What you are asked to do » Set down every line of the listing below word for word, leaving out the pictures.

--- begin Data rows ---

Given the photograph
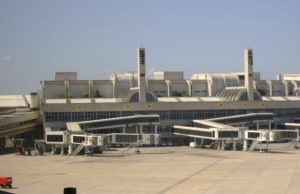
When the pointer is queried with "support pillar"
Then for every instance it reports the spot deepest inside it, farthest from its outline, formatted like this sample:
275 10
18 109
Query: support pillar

--- end Data rows ---

Final result »
Given the photograph
When the pointer is queried with "support pillar"
Then for every instance it reports the spot deepest inside it, farthest from its outline, formatted like this sample:
275 10
18 109
Query: support pillar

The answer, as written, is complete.